The task
Starting at the line that contains "Could you point out the human", copy each line through the final one exactly as written.

Source data
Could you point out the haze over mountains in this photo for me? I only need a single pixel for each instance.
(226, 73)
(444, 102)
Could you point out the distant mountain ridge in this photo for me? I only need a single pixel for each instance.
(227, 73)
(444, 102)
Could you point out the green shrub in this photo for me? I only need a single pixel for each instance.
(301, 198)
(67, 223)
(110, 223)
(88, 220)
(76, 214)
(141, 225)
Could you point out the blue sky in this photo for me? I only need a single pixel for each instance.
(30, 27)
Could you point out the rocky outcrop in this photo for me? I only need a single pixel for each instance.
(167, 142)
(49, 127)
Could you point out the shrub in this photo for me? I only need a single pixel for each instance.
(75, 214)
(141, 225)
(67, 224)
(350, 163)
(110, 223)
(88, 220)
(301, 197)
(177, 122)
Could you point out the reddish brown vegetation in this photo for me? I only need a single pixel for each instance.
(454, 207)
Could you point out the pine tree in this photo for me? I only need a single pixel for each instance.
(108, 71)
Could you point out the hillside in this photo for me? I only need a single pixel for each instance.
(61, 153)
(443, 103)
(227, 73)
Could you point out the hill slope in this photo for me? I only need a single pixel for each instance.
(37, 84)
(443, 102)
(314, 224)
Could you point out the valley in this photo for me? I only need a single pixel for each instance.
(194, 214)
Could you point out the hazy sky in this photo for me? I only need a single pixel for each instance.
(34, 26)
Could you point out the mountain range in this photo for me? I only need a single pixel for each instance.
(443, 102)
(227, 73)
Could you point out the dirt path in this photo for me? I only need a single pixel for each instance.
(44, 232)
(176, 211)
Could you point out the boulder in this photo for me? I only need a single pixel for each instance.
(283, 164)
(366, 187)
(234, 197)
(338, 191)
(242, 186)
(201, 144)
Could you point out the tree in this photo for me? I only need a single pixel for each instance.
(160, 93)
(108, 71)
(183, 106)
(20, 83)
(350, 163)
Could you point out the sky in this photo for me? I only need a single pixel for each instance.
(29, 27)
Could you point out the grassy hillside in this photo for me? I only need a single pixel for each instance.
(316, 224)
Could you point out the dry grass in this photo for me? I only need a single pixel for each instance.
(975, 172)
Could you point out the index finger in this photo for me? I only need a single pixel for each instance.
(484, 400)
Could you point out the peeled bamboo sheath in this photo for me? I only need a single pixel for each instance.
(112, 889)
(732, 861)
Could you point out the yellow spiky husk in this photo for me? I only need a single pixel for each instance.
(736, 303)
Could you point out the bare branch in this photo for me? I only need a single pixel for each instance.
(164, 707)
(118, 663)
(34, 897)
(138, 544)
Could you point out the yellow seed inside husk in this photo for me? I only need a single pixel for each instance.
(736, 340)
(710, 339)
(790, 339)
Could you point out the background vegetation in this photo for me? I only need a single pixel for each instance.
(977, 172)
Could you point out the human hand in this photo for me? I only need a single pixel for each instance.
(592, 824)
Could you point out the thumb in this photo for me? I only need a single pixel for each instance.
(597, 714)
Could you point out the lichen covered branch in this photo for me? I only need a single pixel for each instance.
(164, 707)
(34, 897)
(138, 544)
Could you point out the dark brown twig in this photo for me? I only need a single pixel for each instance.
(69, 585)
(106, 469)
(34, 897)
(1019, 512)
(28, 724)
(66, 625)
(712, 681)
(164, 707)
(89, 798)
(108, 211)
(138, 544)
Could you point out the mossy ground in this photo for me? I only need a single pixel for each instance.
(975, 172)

Solved problem
Could you point out the human hand in this photo for me? I only need a single pixel for each instance.
(592, 824)
Could you point out the thumb in this photo for me? I only need a single pixel for each instance.
(597, 714)
Could you point out the lichen covered branch in this photo for me? I only need a single pixel for each instance.
(164, 707)
(34, 897)
(138, 544)
Could you point out the dark brown twig in this photo for me? I only need a single pixel for each instance.
(69, 585)
(106, 469)
(34, 897)
(1019, 512)
(28, 724)
(66, 625)
(712, 681)
(164, 707)
(89, 798)
(108, 211)
(138, 544)
Could you point out the mossy ground in this photo for me? I only need a single pixel for each instance.
(975, 172)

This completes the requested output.